● **Given data**:
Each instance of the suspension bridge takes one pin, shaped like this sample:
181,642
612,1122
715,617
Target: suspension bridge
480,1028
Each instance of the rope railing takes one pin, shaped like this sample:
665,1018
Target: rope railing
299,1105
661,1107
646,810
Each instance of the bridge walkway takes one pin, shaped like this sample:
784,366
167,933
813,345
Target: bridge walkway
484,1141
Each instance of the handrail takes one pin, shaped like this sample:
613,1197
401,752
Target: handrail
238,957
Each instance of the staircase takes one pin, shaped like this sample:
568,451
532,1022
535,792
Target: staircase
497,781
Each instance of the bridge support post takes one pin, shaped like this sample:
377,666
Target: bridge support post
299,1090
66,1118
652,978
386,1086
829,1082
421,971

● **Directive**: Reproduce everything from the line containing "Each instance of the staircase" down to the end of the material, including the requests. Multiply each answer point coordinate by 1.3 and round it to a whole number, with halves rounded up, but leave the numbers in the requests and their format samples unchanged.

● **Expected answer**:
Each instance of the staircase takes one pin, shaped like this sample:
568,451
532,1022
535,792
Target: staircase
646,1015
Each instance of the bridge support post takes one pin, shaped like this sample:
377,666
Target: bridge support post
389,1417
86,1453
848,1271
502,1412
1078,1407
547,1262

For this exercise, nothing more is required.